'''

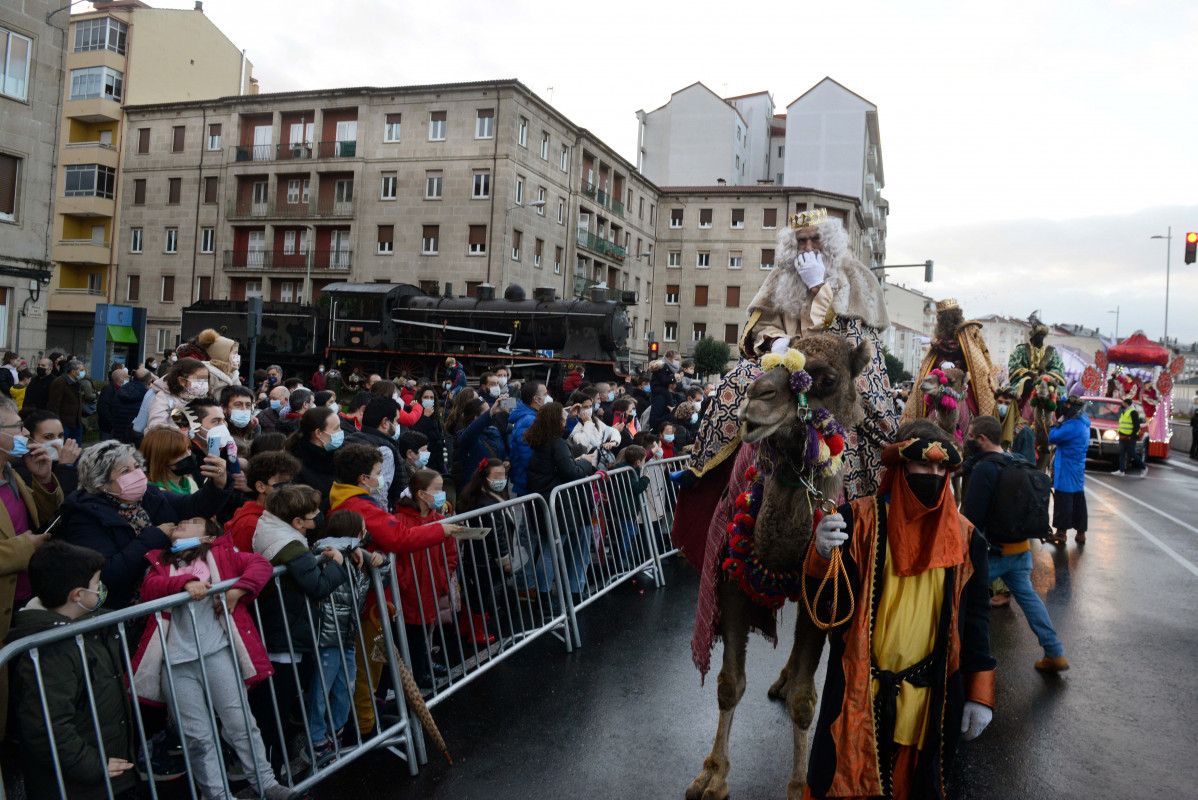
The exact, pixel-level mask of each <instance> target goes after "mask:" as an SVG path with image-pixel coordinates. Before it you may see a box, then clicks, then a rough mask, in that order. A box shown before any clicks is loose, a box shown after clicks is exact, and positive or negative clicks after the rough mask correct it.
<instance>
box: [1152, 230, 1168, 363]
mask: <svg viewBox="0 0 1198 800" xmlns="http://www.w3.org/2000/svg"><path fill="white" fill-rule="evenodd" d="M1149 238H1163V240H1164V349H1166V350H1168V349H1169V251H1170V250H1172V249H1173V225H1169V229H1168V232H1167V234H1166V235H1164V236H1161V235H1160V234H1157V235H1156V236H1150V237H1149Z"/></svg>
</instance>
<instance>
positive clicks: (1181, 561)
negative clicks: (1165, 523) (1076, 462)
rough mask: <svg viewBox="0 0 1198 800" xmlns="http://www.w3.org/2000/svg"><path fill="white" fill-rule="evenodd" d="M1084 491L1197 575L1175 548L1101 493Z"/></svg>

'''

Where images occur in the data above, leave them out and repeat everything else exactly.

The exact, pixel-level mask of each <instance> target goes after "mask:" as an SVG path with image-pixel coordinates. Before it you may see a box, then clicks, then a rough mask, in that order. A box shown before any clicks is loose, a box shown after clicks is exact, and positive or negative clicks after the rough mask correct it.
<instance>
box: [1152, 230, 1168, 363]
mask: <svg viewBox="0 0 1198 800" xmlns="http://www.w3.org/2000/svg"><path fill="white" fill-rule="evenodd" d="M1149 238H1163V240H1164V349H1166V350H1168V349H1169V251H1170V250H1172V249H1173V225H1169V229H1168V232H1167V234H1166V235H1164V236H1161V235H1160V234H1157V235H1156V236H1150V237H1149Z"/></svg>
</instance>
<instance>
positive clicks: (1181, 561)
negative clicks: (1165, 523) (1076, 462)
rough mask: <svg viewBox="0 0 1198 800" xmlns="http://www.w3.org/2000/svg"><path fill="white" fill-rule="evenodd" d="M1084 491L1197 575L1175 548L1101 493Z"/></svg>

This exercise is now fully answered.